[Data entries]
▶
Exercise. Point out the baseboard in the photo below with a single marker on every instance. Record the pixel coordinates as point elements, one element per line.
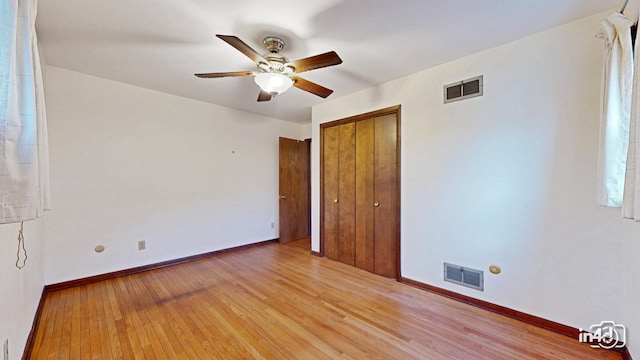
<point>505,311</point>
<point>92,279</point>
<point>26,355</point>
<point>139,269</point>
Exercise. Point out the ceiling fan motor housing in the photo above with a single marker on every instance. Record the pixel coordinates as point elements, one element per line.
<point>276,62</point>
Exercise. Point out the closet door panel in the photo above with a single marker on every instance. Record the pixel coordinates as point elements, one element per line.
<point>364,230</point>
<point>387,217</point>
<point>331,176</point>
<point>346,194</point>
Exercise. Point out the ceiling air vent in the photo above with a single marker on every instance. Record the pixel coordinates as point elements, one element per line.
<point>464,276</point>
<point>463,89</point>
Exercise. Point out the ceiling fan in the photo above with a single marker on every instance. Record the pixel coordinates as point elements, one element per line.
<point>276,74</point>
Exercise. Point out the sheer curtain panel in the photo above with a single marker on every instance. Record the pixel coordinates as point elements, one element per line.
<point>24,158</point>
<point>617,79</point>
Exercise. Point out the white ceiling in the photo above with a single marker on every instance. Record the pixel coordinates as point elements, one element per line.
<point>160,44</point>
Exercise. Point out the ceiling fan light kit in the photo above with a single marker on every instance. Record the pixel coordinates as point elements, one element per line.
<point>273,83</point>
<point>276,74</point>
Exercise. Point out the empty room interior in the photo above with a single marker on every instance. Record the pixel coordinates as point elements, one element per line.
<point>335,179</point>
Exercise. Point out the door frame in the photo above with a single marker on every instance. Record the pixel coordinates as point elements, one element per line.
<point>307,178</point>
<point>396,110</point>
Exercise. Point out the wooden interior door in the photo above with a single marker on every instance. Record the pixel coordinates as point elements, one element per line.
◀
### Try it
All of the records must come back exactly as they stand, minus every picture.

### Result of the exercise
Exercise. Point out the baseboard in the photo below with a single marker on every instance. Record the pixel coordinates as point elements, one element per line.
<point>505,311</point>
<point>92,279</point>
<point>26,355</point>
<point>139,269</point>
Exercise. Point out the ceiling fan motor housing in the photo above with a single marker on every instance. Record the pixel coordinates as point elements, one element per line.
<point>276,62</point>
Exercise. Point out the closet door panel in the photo above with a single marker on every instance. Record the pixel coordinates as point elements, one element per line.
<point>364,230</point>
<point>387,217</point>
<point>331,176</point>
<point>346,194</point>
Exercise. Point out the ceiling air vent in the photo above with a single marker on every instance. Record the pixel coordinates as point elements, one element per line.
<point>464,276</point>
<point>463,89</point>
Exercise. Point out the ceiling fan in the photo above with a single marker on every instance. Record the pixel coordinates as point elements, one element per line.
<point>276,74</point>
Exercise. Point out the sheer curtain panel in the photo above with a single marker on every instance. Record the pixel coordinates as point elements, one element per line.
<point>24,158</point>
<point>617,79</point>
Exercise. Point out the white ceiling in the photo above with a single marker on every instance. Record the pixel coordinates as point elements, one element per line.
<point>160,44</point>
Exercise. Point out the ceiling fan light kit in the photo above with a single marker on every instance. Record the pixel coordinates as point elements, one element per line.
<point>273,83</point>
<point>276,74</point>
Exercise. Point out the empty room interior in the photo above with a single marker on every instance. Record the pixel coordinates as point elements, one element per line.
<point>335,179</point>
Exercise. Point out the door frame in the photo above with a single marker on every instance. Record the pixel coordinates as point elements, one element per line.
<point>307,178</point>
<point>396,110</point>
Exercise. Point out the wooden interior door in the photo above with a single marker on every instance. Record the pixel coordinates as point elements, one element per line.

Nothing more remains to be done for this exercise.